**PAGE EXTRACT:**
.....

For a relatively large transformer, must the soft-start circuitry be on the primary side? Is the current in-rush required to charge the magnetic field of the transformer the primary issue, or is it the load seen on the secondary side, as presented by a bank of uncharged capacitors? Or is it that both are of equal concern?
Jim
Jim
Hi Frank,
Thank you for your reply. Yeah, I think you are right. I've been considering a few soft-start methodologies for an upcoming project. It would be nice to have it on the secondary side - that way I could have the secondaries go straight from the transformer into a PCB containing the soft-start, and there's no messing with mains voltages. But I suppose that would be neglecting the in-rush current of the transformer.
I've been toying with the idea of making a time-delay relay, using a thermistor. I'll post up a schematic or two when I have something that might work
Jim
Thank you for your reply. Yeah, I think you are right. I've been considering a few soft-start methodologies for an upcoming project. It would be nice to have it on the secondary side - that way I could have the secondaries go straight from the transformer into a PCB containing the soft-start, and there's no messing with mains voltages. But I suppose that would be neglecting the in-rush current of the transformer.
I've been toying with the idea of making a time-delay relay, using a thermistor. I'll post up a schematic or two when I have something that might work
Jim
When you connect a transformer primary to the mains it may draw a DC current of up to the value of the initial AC current - it depends on where in the AC cycle the switch closes. This DC current then decays, according to the L/R time constant of the transformer. It can cause transformer saturation, which can often be heard.
Except for small items, I now routinely include an NTC inrush limiter in the mains circuit. This handles both the capacitor inrush and the DC, by temporarily increasing the resistance. Inrush limiting on the secondary side will help by limiting the initial AC current, but it won't quicken the decay of the primary DC.
Except for small items, I now routinely include an NTC inrush limiter in the mains circuit. This handles both the capacitor inrush and the DC, by temporarily increasing the resistance. Inrush limiting on the secondary side will help by limiting the initial AC current, but it won't quicken the decay of the primary DC.

.....

**ENTRIES SUPPLIED:**
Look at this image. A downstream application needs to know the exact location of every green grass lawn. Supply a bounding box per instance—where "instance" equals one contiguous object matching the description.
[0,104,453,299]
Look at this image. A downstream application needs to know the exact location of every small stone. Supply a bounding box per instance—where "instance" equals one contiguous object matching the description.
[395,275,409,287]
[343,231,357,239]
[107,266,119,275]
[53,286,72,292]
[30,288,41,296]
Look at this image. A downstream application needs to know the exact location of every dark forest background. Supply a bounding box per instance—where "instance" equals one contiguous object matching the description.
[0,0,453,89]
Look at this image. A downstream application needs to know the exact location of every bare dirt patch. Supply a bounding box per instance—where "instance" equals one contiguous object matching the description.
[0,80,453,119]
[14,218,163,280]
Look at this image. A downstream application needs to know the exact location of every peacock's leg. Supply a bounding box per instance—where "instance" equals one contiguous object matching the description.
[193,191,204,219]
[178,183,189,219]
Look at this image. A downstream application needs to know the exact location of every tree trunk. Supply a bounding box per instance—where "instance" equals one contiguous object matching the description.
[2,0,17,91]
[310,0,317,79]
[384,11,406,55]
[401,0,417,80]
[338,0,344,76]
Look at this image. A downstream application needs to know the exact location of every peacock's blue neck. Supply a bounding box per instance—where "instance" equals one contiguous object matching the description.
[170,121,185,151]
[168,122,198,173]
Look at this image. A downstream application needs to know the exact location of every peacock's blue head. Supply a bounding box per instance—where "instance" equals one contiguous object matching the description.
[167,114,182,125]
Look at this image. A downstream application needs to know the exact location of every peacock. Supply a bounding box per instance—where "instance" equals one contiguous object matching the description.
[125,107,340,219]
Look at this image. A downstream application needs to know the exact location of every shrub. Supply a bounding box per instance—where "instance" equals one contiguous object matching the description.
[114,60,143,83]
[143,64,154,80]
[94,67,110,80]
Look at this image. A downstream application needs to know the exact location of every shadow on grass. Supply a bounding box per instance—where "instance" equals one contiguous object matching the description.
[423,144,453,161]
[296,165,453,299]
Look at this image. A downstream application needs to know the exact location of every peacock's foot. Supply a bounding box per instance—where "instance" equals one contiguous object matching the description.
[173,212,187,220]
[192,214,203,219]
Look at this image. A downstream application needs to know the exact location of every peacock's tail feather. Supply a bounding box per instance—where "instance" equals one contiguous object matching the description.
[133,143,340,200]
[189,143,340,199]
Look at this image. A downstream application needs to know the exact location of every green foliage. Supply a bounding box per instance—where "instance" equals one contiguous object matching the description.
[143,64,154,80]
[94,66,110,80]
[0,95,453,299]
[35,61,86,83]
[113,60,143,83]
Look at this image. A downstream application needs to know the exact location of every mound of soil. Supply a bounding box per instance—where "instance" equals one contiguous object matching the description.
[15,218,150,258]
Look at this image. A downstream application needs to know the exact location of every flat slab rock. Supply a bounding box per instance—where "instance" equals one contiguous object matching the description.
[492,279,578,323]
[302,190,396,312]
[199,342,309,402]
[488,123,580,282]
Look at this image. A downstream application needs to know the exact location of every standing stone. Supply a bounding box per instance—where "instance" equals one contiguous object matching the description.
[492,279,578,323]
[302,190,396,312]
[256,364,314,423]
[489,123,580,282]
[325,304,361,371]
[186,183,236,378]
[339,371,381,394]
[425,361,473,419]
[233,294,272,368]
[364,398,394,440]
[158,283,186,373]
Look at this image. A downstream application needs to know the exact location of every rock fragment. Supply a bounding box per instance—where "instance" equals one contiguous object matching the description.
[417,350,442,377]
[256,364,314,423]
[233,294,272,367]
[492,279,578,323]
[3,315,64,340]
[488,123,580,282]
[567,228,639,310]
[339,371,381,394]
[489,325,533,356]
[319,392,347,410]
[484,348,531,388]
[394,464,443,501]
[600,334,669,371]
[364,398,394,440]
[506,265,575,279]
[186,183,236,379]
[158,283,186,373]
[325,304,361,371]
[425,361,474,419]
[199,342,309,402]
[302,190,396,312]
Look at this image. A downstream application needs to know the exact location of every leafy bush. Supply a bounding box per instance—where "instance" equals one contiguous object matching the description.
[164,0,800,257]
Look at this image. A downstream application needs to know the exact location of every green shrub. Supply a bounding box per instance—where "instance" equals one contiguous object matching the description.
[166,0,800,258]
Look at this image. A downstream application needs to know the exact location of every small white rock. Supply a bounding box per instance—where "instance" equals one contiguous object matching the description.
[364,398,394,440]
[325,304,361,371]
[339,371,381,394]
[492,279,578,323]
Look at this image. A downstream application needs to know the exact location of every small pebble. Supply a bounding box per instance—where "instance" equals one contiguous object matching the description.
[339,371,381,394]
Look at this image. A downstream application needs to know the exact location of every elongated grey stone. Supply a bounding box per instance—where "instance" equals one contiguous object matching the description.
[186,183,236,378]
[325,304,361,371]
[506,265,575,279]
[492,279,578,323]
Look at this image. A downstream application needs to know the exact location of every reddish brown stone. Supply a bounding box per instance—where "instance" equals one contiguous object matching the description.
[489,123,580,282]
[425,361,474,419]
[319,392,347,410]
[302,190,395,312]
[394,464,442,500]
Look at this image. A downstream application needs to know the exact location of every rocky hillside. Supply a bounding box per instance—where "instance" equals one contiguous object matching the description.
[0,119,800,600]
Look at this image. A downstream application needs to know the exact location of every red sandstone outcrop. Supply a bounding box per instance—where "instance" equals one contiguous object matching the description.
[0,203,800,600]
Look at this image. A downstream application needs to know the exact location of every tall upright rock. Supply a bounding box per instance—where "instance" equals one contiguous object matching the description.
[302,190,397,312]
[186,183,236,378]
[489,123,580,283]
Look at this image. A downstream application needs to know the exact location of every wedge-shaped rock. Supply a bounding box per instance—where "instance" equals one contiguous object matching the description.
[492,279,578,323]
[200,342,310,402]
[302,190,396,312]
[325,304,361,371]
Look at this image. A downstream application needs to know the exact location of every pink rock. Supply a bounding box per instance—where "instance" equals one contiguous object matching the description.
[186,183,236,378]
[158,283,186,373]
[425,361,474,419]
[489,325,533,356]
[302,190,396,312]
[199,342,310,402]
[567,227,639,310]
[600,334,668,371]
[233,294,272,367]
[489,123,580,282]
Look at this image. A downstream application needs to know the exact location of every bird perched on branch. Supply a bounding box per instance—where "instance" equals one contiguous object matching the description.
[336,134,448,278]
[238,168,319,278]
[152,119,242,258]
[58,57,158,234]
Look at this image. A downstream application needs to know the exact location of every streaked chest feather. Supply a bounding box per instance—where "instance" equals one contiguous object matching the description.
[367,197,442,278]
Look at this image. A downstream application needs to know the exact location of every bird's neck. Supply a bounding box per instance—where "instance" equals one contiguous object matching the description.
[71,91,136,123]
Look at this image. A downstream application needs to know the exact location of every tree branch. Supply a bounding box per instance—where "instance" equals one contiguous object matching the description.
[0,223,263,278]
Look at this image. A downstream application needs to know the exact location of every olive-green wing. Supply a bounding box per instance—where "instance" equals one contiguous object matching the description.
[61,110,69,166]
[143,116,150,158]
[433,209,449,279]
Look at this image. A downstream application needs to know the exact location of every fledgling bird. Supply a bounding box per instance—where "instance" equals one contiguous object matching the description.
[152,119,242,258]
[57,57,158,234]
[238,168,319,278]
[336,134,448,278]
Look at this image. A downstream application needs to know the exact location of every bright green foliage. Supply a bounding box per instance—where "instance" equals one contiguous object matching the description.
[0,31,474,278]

.....

**EXERCISE INSTRUCTIONS:**
A – In the transformer soft-start thread, what two things does the NTC inrush limiter in the mains circuit handle?
B – Write the next part of the transformer soft-start thread, picking up after its last post.

**ANSWERS:**
A – It handles both the capacitor inrush and the DC current, by temporarily increasing the resistance.

B –
I always put the soft start on the primary side as it both covers inrush and filter capacitor charging. For a system with filter capacitors use a relay or contactor with a coil voltage equal to any convenient winding on the transformer usually the primary. wire the coil straight across that winding and use the contacts to short out a heavy duty resistor in series with the primary, Avoid the white ceramic block type wirewound resistors they blow operating into a heavy load. I have used this technique on power supplies up to 40 Kw NTC devices are fine for small power supplies I have found they give trouble once you get in the Kw range and restart after momentary power loss can be quite a problem.
could you give some (or any) example of what not to do?
I use 5W 10r wirewounds habitually for softstarting from 160VA to 1000VA without ever having a single failure.
Inrush current limiting on a 35 Kva transformer 415V supply 6 x 2.2 ohm 5W ceramic resistors per phase to get one ohm, 1 second delay to switch out of circuit, found one or more resistors failing from blown wires every few starts.
The wire doesn't have enough thermal mass to absorb the current pulse, switching to 1 ohm 50W circular wirewounds with heavy wire fixed the problem, pulse rated monolithic resistors would be ideal. Most circular wirewound resistors have quite robust wire, the ceramic block type have very thin wire, crack one open and have a look.
As for NTC resistors in the Kw range I had a spate of VFD failures where the NTCs would fail with low resistance causing the bridge rectifier to fail short circuit discharging the partially charged filter caps and vaporising plenty of pcb track in the process it could just be that brand of NTC
415V through 1r0 of resistors is peaking out at near 415A. That is a recipe for blown resistors.
Holding then in-line for 1000ms sounds like torture.
Working back from 415V and 35kVA I would select ~15r as the current limiting resistors in each phase and bypass them in 200ms.
The 15r resistors could be a series string of 15 off 1r0 5W resistors.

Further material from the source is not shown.